KUTIPAN TERPILIH:
__________________________________________________
Sebuah hadits dapat memiliki beberapa
sanad dengan jumlah penutur/perawi bervariasi dalam lapisan sanadnya, lapisan
dalam sanad disebut dengan thaqabah. Signifikansi jumlah sanad dan penutur
dalam tiap thaqabah sanad akan menentukan derajat hadits tersebut, hal ini dijelaskan
lebih jauh pada klasifikasi hadits.
Jadi yang perlu dicermati dalam memahami Al Hadits
terkait dengan sanadnya ialah :
·
Keutuhan sanadnya
·
Jumlahnya
·
Perawi akhirnya
Ada dua istilah yang erat hubungannya dengan Al-Isnad yaitu musnad dan musnid.
1. Musnad
Musnad
adalah
bentuk isim maf’ul dari kata kerja asnada, yang berarti sesuatu
yang disandarkan kepada yang lain.
Secara terminologi, musnad mengandung tiga
pengertian, yaitu :
a) الحديث
الذي اتصل سنده من راويه إلى منتهاه
‘Hadis
yang bersambung sanad-nya dari perawinya (dalam contoh sanad di atas adalah
Bukhari) sampai kepada akhir sanadnya 9yang biasanya adalah Sahabat, dan dalam
contoh diatas adalah Anas r.a’.
b) الكتا ب الذي
جمع فيه ما أسنده الصحابة أي رووه
Kitab
yang menghimpun Hadis-hadis Nabi SAW yang diriwayatkan oleh shahabat, seperti
Hadis-hadis yang diriwayatkan oleh Abu Bakar r.a dan lainnya. Contohnya, adalah
kitab Musnad Imam Ahmad.
c) أن
يطلق ويرادبه الإسناد. فيكون مصدرا
Sebagai mashdar (Mashdar mimi) mempunyai arti sama dengan sanad.
__________________________________________________
TUGAS YANG DIBERIKAN A:
Tentukan apakah setiap pernyataan berikut sesuai dengan kutipan tentang sanad hadits di atas: (i) lapisan dalam sanad disebut thaqabah; (ii) musnad adalah bentuk isim fa'il dari kata kerja asnada; (iii) kitab Musnad Imam Ahmad disebut sebagai contoh kitab yang menghimpun hadis-hadis yang diriwayatkan oleh shahabat. Jawab ya atau tidak untuk masing-masing dan sertakan kutipan persis dari teks yang menjadi penentunya.

CATATAN UNTUK DIGUNAKAN:
__________________________________________________
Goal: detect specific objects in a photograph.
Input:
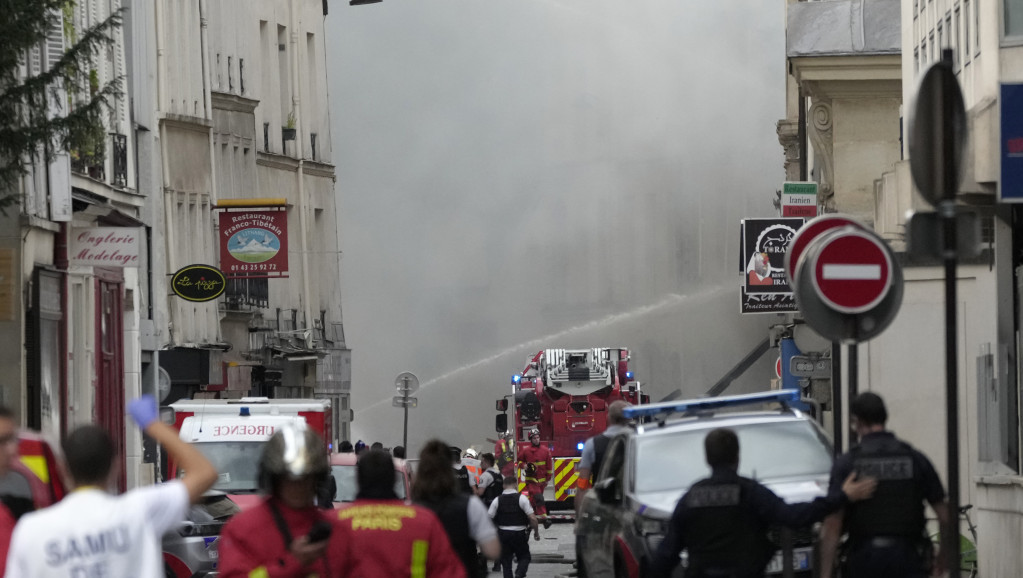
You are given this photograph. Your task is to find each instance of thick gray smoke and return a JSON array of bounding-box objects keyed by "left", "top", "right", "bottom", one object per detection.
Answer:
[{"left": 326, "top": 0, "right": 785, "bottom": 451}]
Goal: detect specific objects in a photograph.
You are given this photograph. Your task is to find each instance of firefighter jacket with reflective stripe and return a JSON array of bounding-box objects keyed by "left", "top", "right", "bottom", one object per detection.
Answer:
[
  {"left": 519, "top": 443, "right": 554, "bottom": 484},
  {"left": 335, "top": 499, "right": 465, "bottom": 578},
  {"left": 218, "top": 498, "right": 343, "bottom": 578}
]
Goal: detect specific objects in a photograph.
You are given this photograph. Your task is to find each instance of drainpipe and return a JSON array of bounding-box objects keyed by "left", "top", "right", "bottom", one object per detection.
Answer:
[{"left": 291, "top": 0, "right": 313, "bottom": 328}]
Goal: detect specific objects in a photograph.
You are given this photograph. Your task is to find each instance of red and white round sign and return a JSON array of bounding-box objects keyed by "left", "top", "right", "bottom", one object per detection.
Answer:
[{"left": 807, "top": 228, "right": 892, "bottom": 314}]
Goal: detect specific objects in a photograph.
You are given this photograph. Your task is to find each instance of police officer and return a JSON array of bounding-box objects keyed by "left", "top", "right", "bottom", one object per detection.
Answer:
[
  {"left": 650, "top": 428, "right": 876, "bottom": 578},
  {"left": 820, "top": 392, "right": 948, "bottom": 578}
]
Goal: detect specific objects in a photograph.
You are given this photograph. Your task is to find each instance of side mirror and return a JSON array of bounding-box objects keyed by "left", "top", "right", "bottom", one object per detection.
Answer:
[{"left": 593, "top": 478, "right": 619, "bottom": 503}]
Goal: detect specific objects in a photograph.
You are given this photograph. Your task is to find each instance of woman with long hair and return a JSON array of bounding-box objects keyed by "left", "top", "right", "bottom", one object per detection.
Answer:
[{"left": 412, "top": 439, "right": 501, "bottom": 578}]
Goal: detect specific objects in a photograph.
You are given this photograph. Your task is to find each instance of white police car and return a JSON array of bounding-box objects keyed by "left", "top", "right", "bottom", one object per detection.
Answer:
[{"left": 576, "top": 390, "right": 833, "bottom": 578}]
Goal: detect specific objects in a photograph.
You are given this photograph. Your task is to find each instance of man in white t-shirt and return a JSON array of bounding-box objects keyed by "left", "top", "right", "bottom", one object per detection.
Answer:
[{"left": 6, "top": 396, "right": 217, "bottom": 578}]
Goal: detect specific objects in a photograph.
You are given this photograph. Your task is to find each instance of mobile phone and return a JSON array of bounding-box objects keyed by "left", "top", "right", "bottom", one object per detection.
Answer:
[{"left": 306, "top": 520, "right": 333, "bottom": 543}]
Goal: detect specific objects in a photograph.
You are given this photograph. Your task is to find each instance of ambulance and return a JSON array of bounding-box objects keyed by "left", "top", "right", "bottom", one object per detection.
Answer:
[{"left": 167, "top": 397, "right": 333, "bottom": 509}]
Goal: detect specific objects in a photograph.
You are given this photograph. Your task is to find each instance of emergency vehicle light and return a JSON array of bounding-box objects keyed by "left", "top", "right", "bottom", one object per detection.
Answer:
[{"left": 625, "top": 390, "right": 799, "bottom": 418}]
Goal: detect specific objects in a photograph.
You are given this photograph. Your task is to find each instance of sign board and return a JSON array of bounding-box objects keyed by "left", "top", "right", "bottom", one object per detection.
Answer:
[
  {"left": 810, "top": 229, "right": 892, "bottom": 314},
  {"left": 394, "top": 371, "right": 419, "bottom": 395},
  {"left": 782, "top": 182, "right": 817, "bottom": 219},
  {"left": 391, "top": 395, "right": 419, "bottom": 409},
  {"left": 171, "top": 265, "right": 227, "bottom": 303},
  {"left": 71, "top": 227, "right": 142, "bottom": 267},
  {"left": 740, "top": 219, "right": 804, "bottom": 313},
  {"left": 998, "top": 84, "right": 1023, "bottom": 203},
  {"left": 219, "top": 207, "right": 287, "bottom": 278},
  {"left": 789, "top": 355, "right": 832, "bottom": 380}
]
__________________________________________________
TUGAS YANG DIBERIKAN B:
Kembalikan setiap baris dalam catatan yang memuat kata "phone". Perbedaan huruf besar dan kecil diperhitungkan.

JAWABAN TUGAS A:
(i) Ya: "lapisan dalam sanad disebut dengan thaqabah"
(ii) Tidak: "bentuk isim maf’ul dari kata kerja asnada"
(iii) Ya: "Contohnya, adalah kitab Musnad Imam Ahmad"

JAWABAN TUGAS B:
You are given this photograph. Your task is to find each instance of mobile phone and return a JSON array of bounding-box objects keyed by "left", "top", "right", "bottom", one object per detection.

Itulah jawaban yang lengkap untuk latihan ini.